• _Data records_:
══════════════════════════════

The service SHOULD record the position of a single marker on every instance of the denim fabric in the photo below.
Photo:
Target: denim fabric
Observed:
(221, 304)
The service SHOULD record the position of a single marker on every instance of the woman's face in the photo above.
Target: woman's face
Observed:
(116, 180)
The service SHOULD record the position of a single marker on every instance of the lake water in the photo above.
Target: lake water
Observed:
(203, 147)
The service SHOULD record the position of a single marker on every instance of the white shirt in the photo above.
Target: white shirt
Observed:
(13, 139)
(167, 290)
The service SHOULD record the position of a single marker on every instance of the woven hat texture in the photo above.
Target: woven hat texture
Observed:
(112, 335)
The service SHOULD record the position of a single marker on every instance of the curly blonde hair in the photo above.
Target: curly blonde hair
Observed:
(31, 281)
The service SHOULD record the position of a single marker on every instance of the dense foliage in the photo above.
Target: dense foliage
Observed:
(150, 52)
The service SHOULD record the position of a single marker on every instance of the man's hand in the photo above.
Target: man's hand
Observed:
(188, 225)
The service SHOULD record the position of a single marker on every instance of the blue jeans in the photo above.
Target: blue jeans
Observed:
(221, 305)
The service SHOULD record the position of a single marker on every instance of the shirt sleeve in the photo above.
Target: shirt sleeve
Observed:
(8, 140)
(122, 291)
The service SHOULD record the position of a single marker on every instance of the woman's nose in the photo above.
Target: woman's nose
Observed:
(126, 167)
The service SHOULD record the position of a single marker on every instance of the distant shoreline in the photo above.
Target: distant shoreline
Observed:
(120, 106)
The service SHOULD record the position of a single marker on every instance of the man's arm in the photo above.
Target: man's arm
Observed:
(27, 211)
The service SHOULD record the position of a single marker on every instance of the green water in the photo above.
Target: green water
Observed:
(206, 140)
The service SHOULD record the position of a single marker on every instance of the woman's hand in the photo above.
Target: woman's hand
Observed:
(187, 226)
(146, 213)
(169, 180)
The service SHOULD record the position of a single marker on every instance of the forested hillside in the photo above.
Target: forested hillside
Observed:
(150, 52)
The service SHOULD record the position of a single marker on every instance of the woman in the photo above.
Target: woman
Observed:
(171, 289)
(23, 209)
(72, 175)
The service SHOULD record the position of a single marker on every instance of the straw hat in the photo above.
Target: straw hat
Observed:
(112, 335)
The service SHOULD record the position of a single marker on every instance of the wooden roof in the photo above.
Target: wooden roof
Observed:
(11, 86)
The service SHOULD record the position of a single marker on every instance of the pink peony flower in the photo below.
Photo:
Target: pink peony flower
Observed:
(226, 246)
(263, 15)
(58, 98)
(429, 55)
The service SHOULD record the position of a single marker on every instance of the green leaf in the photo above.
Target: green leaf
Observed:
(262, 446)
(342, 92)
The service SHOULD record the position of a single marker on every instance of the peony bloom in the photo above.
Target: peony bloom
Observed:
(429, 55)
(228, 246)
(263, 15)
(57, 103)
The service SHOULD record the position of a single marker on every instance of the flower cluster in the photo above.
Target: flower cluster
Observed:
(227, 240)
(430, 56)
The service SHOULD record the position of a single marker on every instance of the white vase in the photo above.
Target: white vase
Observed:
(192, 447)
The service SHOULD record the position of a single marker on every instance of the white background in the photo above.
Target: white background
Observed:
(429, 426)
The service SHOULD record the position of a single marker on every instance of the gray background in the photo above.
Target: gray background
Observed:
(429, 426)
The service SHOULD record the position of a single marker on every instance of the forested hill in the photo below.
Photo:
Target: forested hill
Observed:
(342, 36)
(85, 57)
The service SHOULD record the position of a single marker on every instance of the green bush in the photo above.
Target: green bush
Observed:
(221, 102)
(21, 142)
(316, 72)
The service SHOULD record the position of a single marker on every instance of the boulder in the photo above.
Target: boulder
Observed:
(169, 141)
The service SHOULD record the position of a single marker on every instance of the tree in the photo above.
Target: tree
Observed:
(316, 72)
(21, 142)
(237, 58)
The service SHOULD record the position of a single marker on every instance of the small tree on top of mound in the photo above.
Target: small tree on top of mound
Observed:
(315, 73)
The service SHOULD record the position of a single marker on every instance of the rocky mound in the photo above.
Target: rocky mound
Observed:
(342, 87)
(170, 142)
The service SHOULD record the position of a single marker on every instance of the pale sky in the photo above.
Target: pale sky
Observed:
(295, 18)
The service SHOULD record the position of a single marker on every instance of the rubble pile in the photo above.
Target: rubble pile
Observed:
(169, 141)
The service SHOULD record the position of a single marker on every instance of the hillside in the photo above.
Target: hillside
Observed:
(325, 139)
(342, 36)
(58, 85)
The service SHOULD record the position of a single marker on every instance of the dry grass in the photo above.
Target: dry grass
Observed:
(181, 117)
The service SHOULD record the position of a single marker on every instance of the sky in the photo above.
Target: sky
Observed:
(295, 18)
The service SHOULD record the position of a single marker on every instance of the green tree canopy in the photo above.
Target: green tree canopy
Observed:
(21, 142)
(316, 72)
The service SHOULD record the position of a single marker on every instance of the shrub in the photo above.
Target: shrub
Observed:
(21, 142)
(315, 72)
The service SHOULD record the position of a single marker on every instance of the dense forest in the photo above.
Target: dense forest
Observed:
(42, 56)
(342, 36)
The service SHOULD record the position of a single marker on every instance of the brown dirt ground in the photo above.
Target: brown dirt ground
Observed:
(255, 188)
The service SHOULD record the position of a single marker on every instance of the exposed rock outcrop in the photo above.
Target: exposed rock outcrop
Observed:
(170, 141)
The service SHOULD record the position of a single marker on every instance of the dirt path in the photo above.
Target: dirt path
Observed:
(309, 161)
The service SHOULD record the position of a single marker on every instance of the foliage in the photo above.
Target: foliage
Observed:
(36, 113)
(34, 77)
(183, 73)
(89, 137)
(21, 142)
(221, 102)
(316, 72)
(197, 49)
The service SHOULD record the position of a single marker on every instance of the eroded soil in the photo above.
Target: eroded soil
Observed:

══════════════════════════════

• _TASK TO COMPLETE_:
For every record above, print an exact copy.

• _COMPLETED TASK_:
The service SHOULD record the position of a single marker on every instance of the denim fabric in the photo below.
Photo:
Target: denim fabric
Observed:
(221, 304)
The service SHOULD record the position of a single marker on every instance of the woman's face in the photo above.
Target: woman's face
Observed:
(116, 180)
The service SHOULD record the position of a single marker on every instance of the lake water in the photo above.
Target: lake water
Observed:
(203, 147)
The service SHOULD record the position of a single marker on every instance of the white shirt in the photo above.
Target: white shirt
Observed:
(13, 139)
(167, 290)
The service SHOULD record the position of a single marker on every instance of the woven hat texture in the photo above.
Target: woven hat texture
Observed:
(112, 335)
The service SHOULD record the position of a single marker on every instance of the curly blonde hair in the photo above.
Target: curly blonde hair
Observed:
(31, 281)
The service SHOULD record the position of a single marker on every instance of the dense foliage in the photo above.
Target: dense foliage
Observed:
(150, 52)
The service SHOULD record the position of a single marker on every instance of the man's hand in the photo above.
Target: man's hand
Observed:
(188, 225)
The service SHOULD record the position of a single marker on every instance of the blue jeans in the photo above.
Target: blue jeans
Observed:
(221, 305)
The service SHOULD record the position of a single marker on every instance of the shirt sleeve in the photo above.
Target: shirt sleeve
Observed:
(8, 140)
(122, 291)
The service SHOULD record the position of a single marker on every instance of the woman's nose in the photo above.
Target: woman's nose
Observed:
(126, 167)
The service SHOULD record the position of a single marker on every instance of the distant shoreline in the photo above.
Target: distant shoreline
Observed:
(120, 106)
The service SHOULD record the position of a single marker on every instance of the man's arm in the photo above.
Target: man's arm
Observed:
(27, 211)
The service SHOULD record the position of a single marker on every instance of the green water in the photo above.
Target: green water
Observed:
(206, 140)
The service SHOULD record the position of a single marker on every instance of the woman's hand in the photo above.
Target: woman's hand
Observed:
(187, 226)
(146, 213)
(169, 180)
The service SHOULD record the position of a single marker on every instance of the forested hillside in the photo above.
Target: forested hillside
Observed:
(150, 52)
The service SHOULD record the position of a single marker on every instance of the woman in the photo above.
Target: woman
Observed:
(171, 289)
(23, 209)
(72, 175)
The service SHOULD record the position of a single marker on every instance of the straw hat in the photo above.
Target: straw hat
Observed:
(112, 335)
The service SHOULD record the position of a single marker on every instance of the wooden roof in the photo above.
Target: wooden roof
Observed:
(11, 86)
The service SHOULD record the position of a single marker on every instance of the pink peony flower in the photo below.
Photo:
Target: pink peony flower
Observed:
(226, 246)
(263, 15)
(58, 98)
(429, 55)
The service SHOULD record the position of a single marker on every instance of the green leaf in the photo above.
Target: green leaf
Observed:
(262, 446)
(342, 92)
The service SHOULD record the position of a single marker on every instance of the peony bloom in the photo above.
Target: peony bloom
Observed:
(429, 55)
(228, 246)
(263, 15)
(57, 103)
The service SHOULD record the position of a single marker on every instance of the flower cluster in the photo above.
Target: flower cluster
Observed:
(227, 240)
(430, 56)
The service SHOULD record the position of a single marker on every instance of the white vase in the photo above.
Target: white vase
Observed:
(192, 447)
The service SHOULD record the position of a single marker on every instance of the white background in the photo above.
Target: white background
Observed:
(429, 426)
The service SHOULD record the position of a single marker on every instance of the gray background in the photo above.
Target: gray background
Observed:
(429, 426)
The service SHOULD record the position of a single marker on every instance of the forested hill in the photo below.
Photo:
Target: forested hill
Observed:
(342, 36)
(85, 57)
The service SHOULD record the position of a single marker on every instance of the green bush in the photo above.
Target: green bush
Observed:
(221, 102)
(21, 142)
(316, 72)
The service SHOULD record the position of a single marker on every instance of the boulder in the photo above.
Target: boulder
Observed:
(169, 141)
The service SHOULD record the position of a single marker on every instance of the tree in the photo above.
Target: tree
Observed:
(316, 72)
(21, 142)
(237, 58)
The service SHOULD record the position of a single marker on every instance of the small tree on top of mound in the photo above.
Target: small tree on top of mound
Observed:
(315, 73)
The service SHOULD record the position of a single marker on every instance of the rocky mound in the photo above.
Target: rocky mound
Observed:
(342, 87)
(170, 142)
The service SHOULD record the position of a single marker on every instance of the pale sky in the photo above.
Target: pale sky
Observed:
(295, 18)
The service SHOULD record the position of a single marker on every instance of the rubble pile in the photo above.
Target: rubble pile
Observed:
(169, 141)
The service SHOULD record the position of a single marker on every instance of the hillside in the photo above.
Target: hillside
Observed:
(325, 139)
(342, 36)
(58, 85)
The service SHOULD record the position of a single marker on every instance of the dry grass in the photo above.
Target: dry grass
Observed:
(181, 117)
The service SHOULD record the position of a single marker on every instance of the sky in the photo above.
Target: sky
Observed:
(295, 18)
The service SHOULD record the position of a single marker on every instance of the green tree canopy in the photo above.
Target: green tree canopy
Observed:
(21, 142)
(316, 72)
The service SHOULD record the position of a single marker on every instance of the shrub in the photo above.
Target: shrub
Observed:
(21, 142)
(315, 72)
The service SHOULD record the position of a single marker on every instance of the dense forest in the photo above.
Target: dense forest
Observed:
(42, 56)
(342, 36)
The service SHOULD record the position of a single marker on every instance of the brown dirt ground in the photo above.
Target: brown dirt ground
Observed:
(255, 188)
The service SHOULD record the position of a single marker on every instance of the exposed rock outcrop in the photo above.
Target: exposed rock outcrop
Observed:
(170, 141)
The service SHOULD record the position of a single marker on every instance of the dirt path in the photo above.
Target: dirt path
Observed:
(309, 161)
The service SHOULD record the position of a single marker on every instance of the foliage in the photo above.
Target: foliage
Observed:
(36, 113)
(34, 77)
(183, 73)
(89, 137)
(21, 142)
(221, 102)
(316, 72)
(197, 49)
The service SHOULD record the position of a single marker on every instance of the eroded soil in the photo above.
Target: eroded soil
Observed:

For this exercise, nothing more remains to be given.